Directions for this task
Copy the data word for word, starting at the line that contains "of the tree" and ending at the last line of the data.

── Records for the task

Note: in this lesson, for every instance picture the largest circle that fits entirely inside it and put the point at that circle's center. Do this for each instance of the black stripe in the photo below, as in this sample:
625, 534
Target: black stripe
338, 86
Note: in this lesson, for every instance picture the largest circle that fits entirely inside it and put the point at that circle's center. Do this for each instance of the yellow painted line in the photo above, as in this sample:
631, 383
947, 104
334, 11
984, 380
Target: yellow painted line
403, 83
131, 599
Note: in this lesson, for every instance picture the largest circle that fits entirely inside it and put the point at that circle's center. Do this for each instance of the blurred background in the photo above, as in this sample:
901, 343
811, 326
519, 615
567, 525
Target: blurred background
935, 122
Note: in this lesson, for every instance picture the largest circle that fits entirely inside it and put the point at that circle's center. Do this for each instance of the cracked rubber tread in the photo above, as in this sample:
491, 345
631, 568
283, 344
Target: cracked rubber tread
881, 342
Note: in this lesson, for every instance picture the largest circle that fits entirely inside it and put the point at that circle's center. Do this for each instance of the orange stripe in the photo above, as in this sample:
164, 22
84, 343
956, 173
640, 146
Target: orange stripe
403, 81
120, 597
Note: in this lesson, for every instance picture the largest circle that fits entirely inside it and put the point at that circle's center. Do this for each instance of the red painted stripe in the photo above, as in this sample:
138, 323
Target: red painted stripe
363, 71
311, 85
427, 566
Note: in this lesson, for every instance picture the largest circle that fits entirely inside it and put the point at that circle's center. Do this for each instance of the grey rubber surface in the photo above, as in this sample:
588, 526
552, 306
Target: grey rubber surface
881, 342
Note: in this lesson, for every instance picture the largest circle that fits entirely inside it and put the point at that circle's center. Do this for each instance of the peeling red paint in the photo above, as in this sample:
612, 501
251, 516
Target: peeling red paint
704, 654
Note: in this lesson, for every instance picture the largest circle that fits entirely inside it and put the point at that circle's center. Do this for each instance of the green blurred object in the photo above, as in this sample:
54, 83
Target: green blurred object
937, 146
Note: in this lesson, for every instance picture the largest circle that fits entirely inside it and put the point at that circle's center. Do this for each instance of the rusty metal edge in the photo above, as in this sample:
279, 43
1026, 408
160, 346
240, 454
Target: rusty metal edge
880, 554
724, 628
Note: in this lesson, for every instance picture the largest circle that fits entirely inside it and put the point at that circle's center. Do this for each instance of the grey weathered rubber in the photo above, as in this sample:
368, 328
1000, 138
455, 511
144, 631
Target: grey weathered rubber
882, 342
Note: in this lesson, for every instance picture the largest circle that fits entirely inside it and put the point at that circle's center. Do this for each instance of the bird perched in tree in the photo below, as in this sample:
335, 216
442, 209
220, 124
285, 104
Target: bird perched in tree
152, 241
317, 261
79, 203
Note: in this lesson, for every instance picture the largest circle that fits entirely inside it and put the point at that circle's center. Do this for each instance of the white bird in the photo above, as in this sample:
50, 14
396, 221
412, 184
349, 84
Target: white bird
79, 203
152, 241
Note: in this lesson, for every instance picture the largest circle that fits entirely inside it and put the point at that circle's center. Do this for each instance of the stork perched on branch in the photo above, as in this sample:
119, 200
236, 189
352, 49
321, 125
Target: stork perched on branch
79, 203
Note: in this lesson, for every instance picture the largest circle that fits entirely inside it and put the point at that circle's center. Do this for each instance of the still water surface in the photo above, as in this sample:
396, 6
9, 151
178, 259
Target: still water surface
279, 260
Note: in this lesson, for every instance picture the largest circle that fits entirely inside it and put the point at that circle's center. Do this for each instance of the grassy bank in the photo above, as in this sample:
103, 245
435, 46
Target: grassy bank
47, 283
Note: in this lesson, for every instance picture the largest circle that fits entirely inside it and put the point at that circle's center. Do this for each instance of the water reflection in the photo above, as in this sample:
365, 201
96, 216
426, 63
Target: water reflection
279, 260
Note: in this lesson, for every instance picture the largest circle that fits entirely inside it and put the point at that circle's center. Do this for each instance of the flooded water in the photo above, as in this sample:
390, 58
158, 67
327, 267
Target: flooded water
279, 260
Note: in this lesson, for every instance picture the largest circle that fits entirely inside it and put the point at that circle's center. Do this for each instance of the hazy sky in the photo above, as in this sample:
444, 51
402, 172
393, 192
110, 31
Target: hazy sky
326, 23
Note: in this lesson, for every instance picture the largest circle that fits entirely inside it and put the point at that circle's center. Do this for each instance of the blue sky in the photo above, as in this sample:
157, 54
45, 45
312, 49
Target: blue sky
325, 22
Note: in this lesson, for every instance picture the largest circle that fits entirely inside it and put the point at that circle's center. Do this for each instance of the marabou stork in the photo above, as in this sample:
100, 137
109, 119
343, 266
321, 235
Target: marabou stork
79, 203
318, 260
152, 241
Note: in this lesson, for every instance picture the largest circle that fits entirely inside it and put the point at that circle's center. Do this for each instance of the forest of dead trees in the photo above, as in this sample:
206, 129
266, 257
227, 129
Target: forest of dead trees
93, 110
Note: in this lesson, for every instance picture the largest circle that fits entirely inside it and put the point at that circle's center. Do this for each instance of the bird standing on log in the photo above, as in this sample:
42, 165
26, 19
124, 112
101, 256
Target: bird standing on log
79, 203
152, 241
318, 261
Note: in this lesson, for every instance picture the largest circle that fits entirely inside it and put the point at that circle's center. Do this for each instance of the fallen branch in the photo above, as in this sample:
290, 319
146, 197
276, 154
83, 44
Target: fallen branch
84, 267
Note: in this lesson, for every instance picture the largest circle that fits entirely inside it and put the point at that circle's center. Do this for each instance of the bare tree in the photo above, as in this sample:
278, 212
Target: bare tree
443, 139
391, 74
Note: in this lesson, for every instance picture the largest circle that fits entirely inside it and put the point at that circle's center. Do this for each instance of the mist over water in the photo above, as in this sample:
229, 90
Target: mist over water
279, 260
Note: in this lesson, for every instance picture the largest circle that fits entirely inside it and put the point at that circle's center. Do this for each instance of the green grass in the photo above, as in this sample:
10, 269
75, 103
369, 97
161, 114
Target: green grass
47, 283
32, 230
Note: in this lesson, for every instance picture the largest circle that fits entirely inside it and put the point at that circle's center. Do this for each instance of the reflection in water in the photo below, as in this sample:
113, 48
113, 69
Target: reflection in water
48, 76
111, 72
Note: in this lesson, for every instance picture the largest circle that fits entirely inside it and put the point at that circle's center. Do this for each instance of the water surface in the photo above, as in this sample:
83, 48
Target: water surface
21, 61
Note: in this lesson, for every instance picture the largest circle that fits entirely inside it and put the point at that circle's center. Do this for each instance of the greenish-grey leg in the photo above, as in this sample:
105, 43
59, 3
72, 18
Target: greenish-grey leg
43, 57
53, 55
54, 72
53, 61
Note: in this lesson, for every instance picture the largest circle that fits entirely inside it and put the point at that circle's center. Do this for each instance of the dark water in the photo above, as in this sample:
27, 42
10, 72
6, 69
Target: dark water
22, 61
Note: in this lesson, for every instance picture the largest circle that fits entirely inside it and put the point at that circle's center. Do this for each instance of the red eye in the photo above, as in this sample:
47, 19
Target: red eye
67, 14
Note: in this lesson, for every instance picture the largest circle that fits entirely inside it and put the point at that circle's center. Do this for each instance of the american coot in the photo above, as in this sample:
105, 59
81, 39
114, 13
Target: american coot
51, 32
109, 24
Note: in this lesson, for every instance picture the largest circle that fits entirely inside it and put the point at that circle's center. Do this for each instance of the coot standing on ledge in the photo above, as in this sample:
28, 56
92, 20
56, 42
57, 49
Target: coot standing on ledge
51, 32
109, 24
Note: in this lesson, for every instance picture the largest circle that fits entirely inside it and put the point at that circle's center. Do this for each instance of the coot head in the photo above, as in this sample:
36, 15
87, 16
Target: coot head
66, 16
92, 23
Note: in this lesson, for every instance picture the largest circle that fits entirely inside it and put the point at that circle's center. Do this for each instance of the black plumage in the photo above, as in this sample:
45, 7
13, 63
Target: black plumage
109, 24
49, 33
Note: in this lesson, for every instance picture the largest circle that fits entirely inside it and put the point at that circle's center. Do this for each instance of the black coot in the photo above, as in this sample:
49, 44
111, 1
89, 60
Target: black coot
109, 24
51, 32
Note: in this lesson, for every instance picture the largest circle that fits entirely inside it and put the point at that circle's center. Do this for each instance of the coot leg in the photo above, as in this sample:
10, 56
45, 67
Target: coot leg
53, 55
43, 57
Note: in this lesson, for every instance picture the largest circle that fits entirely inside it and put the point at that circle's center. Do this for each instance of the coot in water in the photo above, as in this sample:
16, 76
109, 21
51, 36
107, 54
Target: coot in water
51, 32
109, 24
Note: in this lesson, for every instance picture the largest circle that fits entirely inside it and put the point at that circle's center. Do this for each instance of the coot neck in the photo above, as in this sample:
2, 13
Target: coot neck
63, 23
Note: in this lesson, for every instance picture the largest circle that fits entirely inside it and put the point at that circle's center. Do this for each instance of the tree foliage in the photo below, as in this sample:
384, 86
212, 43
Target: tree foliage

────

Task result
Note: in this lesson, for every instance picture the largest circle that fits entirely inside it and put the point at that circle's center. Do this for each instance of the tree foliage in the photo below, as in this sample:
384, 86
212, 43
Target: tree foliage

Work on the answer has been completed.